> [本文抜粋]:
安倍元首相は将軍並の「紫雲院殿政誉清浄晋寿大居士」

近年では、非業の死を遂げた安倍晋三元首相は「紫雲院殿政誉清浄晋寿大居士」と付けられた。いまは武家社会ではないので、「院殿」は用いられないのが本来だ。だが、安倍氏に与えられた位階が「従一位」であったことで、「将軍並み」の戒名になったのかもしれない。

元都知事で2022年2月に亡くなった石原慎太郎元都知事(位階は正三位)の戒名は、「海陽院文政慎栄居士」だ。「院殿」は付いていないが、海と太陽をイメージし、さらに文学と政治の要素が盛り込まれた石原氏らしい戒名といえる。

> [課題]:
A. 戒名についての本文から、「近年では、非業の死を遂げた安」から「た石原氏らしい戒名といえる。」までを、両端の語句も含めてそのまま書き写すこと。
B. 戒名についての本文で「近年では、非業の死を遂げた」で始まる段落を、主な事実を残して箇条書きにまとめること。
C. 戒名についての本文を、最後の文の後から書き継ぐこと。

> [表示情報]:
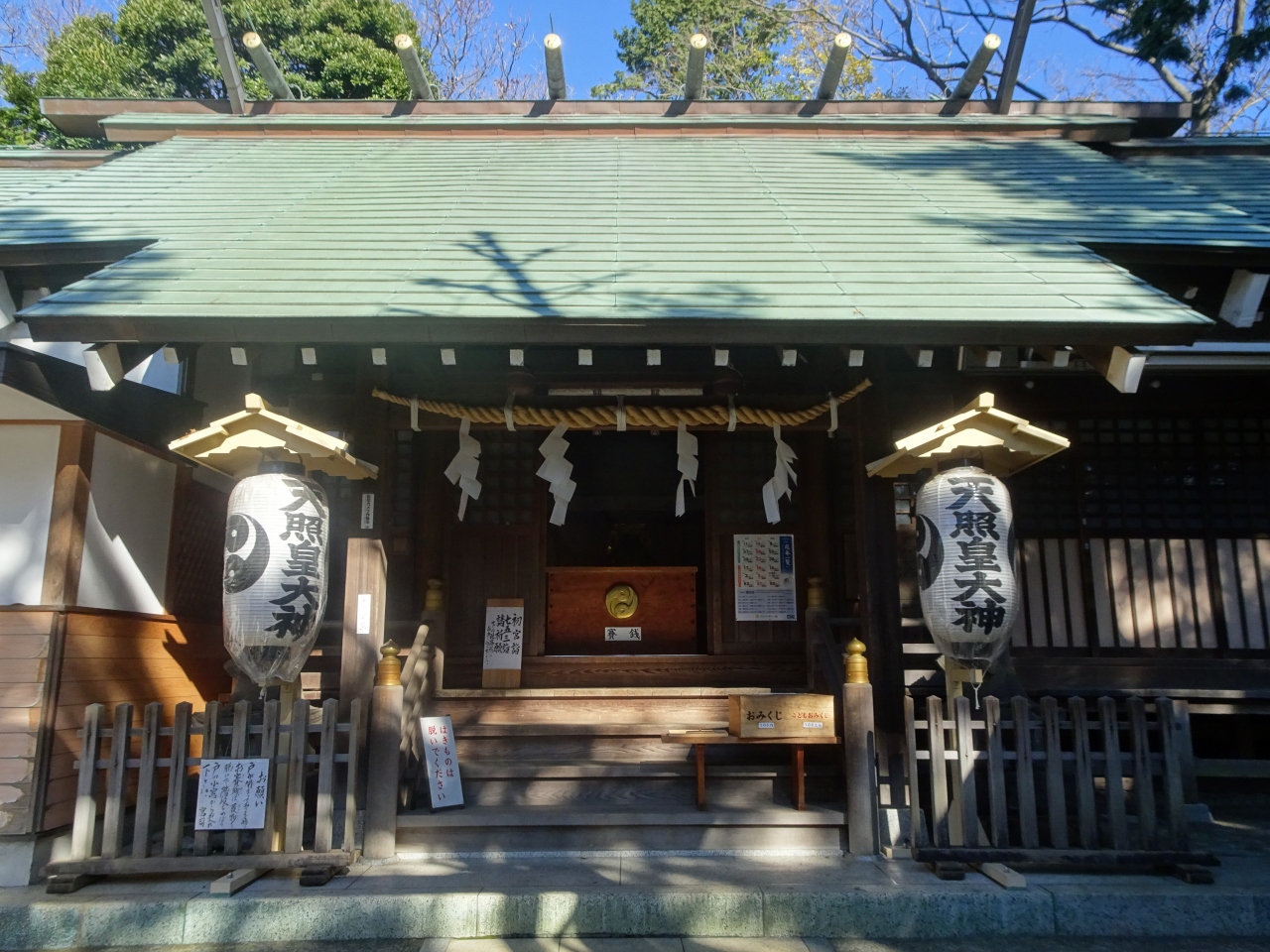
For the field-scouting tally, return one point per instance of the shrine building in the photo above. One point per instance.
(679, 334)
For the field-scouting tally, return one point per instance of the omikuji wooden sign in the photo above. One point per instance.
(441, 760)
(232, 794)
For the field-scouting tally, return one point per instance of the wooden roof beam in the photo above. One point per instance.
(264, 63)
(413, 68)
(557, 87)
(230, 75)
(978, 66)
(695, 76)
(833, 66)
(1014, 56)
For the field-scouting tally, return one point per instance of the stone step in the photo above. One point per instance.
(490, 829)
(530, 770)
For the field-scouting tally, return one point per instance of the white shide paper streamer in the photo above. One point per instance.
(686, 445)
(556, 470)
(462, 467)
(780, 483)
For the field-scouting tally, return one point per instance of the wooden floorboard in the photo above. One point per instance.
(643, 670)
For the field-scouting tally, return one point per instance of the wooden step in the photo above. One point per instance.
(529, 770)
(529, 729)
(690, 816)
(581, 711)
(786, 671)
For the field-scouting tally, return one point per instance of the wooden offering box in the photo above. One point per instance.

> [解答]:
A.
近年では、非業の死を遂げた安倍晋三元首相は「紫雲院殿政誉清浄晋寿大居士」と付けられた。いまは武家社会ではないので、「院殿」は用いられないのが本来だ。だが、安倍氏に与えられた位階が「従一位」であったことで、「将軍並み」の戒名になったのかもしれない。

元都知事で2022年2月に亡くなった石原慎太郎元都知事(位階は正三位)の戒名は、「海陽院文政慎栄居士」だ。「院殿」は付いていないが、海と太陽をイメージし、さらに文学と政治の要素が盛り込まれた石原氏らしい戒名といえる。

B.
- 安倍晋三元首相の戒名は「紫雲院殿政誉清浄晋寿大居士」。
- いまは武家社会ではないので、「院殿」は本来用いられない。
- 位階が「従一位」だったため、「将軍並み」の戒名になったのかもしれない。

C.
著名人の戒名は、石原氏のような「○○院○○○○居士(女性の場合は大姉)」のパターンが多い。昭和に活躍した著名人の例を挙げてみよう(敬称略)。

石原裕次郎「陽光院天真寛裕大居士」
美空ひばり「茲唱院美空日和清大姉」
坂本九「天真院九心玄聲居士」

著名人の中にはユニークな戒名もある。

大島渚氏は「大喝無量居士」。大島氏はかつて、テレビ討論番組で「バカヤロー」などと、大声で相手を叱責することが少なくなかった。作家の野坂昭如氏とパーティーの席上で殴り合いの喧嘩をしたことも、よく知られたエピソードだ。大島氏とやりあった野坂氏のほうは「戒名などいらない」とし、付けられていない。

遺言によって戒名を拒否したのは、ほかにも作家の白洲次郎氏、俳優の渥美清氏らがいる。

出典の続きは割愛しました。